• [Referring expression data]
####

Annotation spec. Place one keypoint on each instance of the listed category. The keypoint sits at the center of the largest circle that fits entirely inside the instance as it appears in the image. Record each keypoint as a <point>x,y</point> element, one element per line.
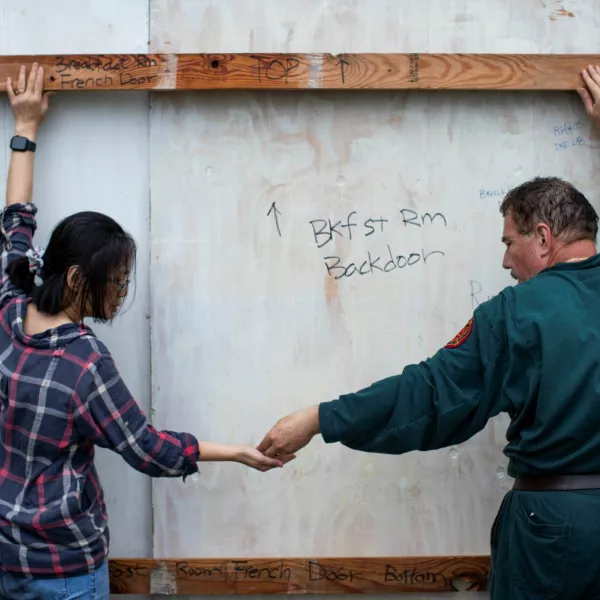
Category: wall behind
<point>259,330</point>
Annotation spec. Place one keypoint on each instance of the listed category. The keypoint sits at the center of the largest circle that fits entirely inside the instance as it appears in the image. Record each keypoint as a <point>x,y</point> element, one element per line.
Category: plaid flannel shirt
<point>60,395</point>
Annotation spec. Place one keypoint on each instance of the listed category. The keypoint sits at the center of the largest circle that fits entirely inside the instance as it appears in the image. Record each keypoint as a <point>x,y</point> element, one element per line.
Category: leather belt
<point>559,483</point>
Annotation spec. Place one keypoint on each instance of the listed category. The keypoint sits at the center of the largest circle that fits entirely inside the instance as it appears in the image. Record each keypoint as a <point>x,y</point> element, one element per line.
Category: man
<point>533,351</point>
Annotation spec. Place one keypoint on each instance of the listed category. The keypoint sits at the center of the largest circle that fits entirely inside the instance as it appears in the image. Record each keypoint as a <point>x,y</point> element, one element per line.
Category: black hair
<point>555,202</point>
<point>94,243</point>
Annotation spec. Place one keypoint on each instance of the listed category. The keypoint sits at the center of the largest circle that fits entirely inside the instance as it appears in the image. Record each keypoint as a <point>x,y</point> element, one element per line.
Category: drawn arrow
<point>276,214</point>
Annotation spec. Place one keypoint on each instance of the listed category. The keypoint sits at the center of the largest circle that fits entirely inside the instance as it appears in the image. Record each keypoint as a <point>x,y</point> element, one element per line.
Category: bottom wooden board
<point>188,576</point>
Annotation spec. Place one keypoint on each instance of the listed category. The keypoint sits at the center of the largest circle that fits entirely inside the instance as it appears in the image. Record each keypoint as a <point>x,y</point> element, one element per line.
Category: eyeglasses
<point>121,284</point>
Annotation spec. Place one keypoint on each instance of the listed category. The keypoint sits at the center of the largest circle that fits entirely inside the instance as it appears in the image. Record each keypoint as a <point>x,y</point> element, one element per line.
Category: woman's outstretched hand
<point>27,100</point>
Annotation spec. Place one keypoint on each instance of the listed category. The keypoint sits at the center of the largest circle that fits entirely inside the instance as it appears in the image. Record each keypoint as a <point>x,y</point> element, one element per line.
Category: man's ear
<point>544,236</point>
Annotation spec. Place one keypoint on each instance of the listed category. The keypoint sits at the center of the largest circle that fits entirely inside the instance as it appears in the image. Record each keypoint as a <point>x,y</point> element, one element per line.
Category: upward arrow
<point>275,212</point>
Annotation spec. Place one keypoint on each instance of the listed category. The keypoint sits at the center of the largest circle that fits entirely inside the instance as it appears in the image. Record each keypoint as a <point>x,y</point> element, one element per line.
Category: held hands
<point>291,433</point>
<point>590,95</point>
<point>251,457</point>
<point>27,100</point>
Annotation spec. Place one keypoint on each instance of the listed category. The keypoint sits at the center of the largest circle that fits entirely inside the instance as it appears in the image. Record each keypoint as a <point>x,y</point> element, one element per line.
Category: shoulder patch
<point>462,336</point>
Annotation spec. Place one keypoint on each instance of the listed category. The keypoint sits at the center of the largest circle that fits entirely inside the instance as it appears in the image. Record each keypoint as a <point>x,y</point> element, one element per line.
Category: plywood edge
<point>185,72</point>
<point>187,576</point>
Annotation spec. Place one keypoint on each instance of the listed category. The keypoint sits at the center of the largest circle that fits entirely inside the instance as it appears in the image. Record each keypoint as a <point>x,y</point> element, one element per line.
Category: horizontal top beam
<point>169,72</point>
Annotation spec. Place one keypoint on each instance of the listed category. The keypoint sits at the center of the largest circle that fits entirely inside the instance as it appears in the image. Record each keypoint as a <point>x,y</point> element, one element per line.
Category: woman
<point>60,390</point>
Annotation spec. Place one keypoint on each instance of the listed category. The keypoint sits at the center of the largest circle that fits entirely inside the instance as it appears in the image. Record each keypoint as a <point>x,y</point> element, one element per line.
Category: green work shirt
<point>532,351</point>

####

• [What is needed] Leave every picture out and output the records exactly.

• [Answer box]
Annotation spec. Place one keypoint on each instance of the listed category. The keypoint sits at the center of the largest circle that fits entirely inside the instance as it appears in the image. Record each keypoint as a <point>x,y</point> element, one element per line.
Category: wall behind
<point>259,330</point>
Annotation spec. Place one keypoint on each instance of the listed category. The keypoint sits at the center of the largest circle that fits entirely inside the instance as it appears in the image. Record each keypoint as a <point>x,y</point> element, one element per line.
Category: plaid flannel shirt
<point>60,395</point>
Annotation spec. Place one keypoint on each instance of the listed category. The keypoint sits at the center of the largest circle that fits entirely inside the instance as it appears in the image. Record each keypoint as a <point>x,y</point> element, one element per line.
Category: leather belt
<point>559,483</point>
Annotation spec. Place one keypoint on each instance of the listed category. The keypoint sits at the center of the largest circle that fits entirely inside the instance as it appears in the image. Record each keypoint as a <point>x,y</point> element, one element per line.
Category: man
<point>533,351</point>
Annotation spec. Place one keypoint on each instance of the listed category. The keypoint sits at the center of the largest circle that fits entirely inside the instance as it appears in the image. Record each keypoint as a <point>x,y</point> element, one element per line.
Category: black hair
<point>555,202</point>
<point>94,243</point>
Annotation spec. Place one keypoint on each instance of the listed category. The keypoint sits at the center of the largest circle that fits entirely inside the instance as it appears in the image. Record each keypoint as a <point>x,y</point> element, one element per line.
Category: drawn arrow
<point>276,214</point>
Annotation spec. Place one keypoint on each instance of the listed category. The keypoint sits at the center of the largest circle that fits entirely inside the instance as it appears in the image. Record each keypoint as a <point>x,y</point> element, one element per line.
Category: bottom wooden board
<point>188,576</point>
Annotation spec. Place one keypoint on each instance of the listed category. The keypoint sits at the center of the largest circle that fits entirely inside the instance as it appears in the image. Record each keypoint as a <point>x,y</point> element, one element per line.
Category: eyeglasses
<point>121,284</point>
Annotation spec. Place one keypoint on each instance of the listed category. The keypoint sits at the center of the largest circle that fits entirely inside the instance as it appears in the image. Record each keypoint as a <point>x,y</point> element, one element per line.
Category: woman's outstretched hand
<point>27,100</point>
Annotation spec. Place one keypoint on each instance of the listed category. The keypoint sits at the center of the largest circle that fits entirely inside the instance as it appears in the image. Record each keypoint as a <point>x,y</point> element, one element per line.
Category: man's ear
<point>544,236</point>
Annotation spec. Place one keypoint on each instance of the listed category. The keypoint sits at the center of the largest circle that fits entirely inside the instance as it appears in the image. Record each keypoint as a <point>x,y</point> element, one element per line.
Category: upward arrow
<point>275,212</point>
Annotation spec. Place one keypoint on each instance of the listed category. The keypoint sits at the center of the largest circle that fits entirely inside the instance as it appears in the image. Record each keypoint as a <point>x,y</point> element, one element per line.
Category: held hands
<point>291,433</point>
<point>590,95</point>
<point>251,457</point>
<point>27,100</point>
Annotation spec. Place one keypoint on each instance of the listed category. The keypoint sits at the center of the largest circle that fits entirely inside the instance as it appears in the image. Record each keypoint as a <point>x,y</point> element, one element per line.
Category: shoulder patch
<point>462,336</point>
Annotation spec. Place one keypoint on each instance of the listed category. The keypoint sits at the center of the largest circle that fits entirely inside the instance as it appears in the image. Record each keypoint as a <point>x,y</point> element, one element per line.
Category: plywood edge
<point>185,72</point>
<point>187,576</point>
Annotation spec. Place one keypoint on each instance of the listed category. The keypoint sits at the center of the largest circle that fits entirely inside the instance as it appears in the image. Record each keypoint as a <point>x,y</point> element, one element per line.
Category: horizontal top beam
<point>169,72</point>
Annotation spec. Place one keypoint on each instance of the listed category. The keypoint sits at the center of the largest circle that fits entirely inside the instance as it appears in the image. Record each keypoint as a <point>x,y</point> element, one element per line.
Category: woman
<point>60,390</point>
Annotation spec. Place one keypoint on each instance of the listed category. The keypoint sits at the center of the largest circle that fits entirely inside the instance as it appears in the image. Record each keypoint as a <point>x,y</point> element, one element per line.
Category: green work shirt
<point>532,351</point>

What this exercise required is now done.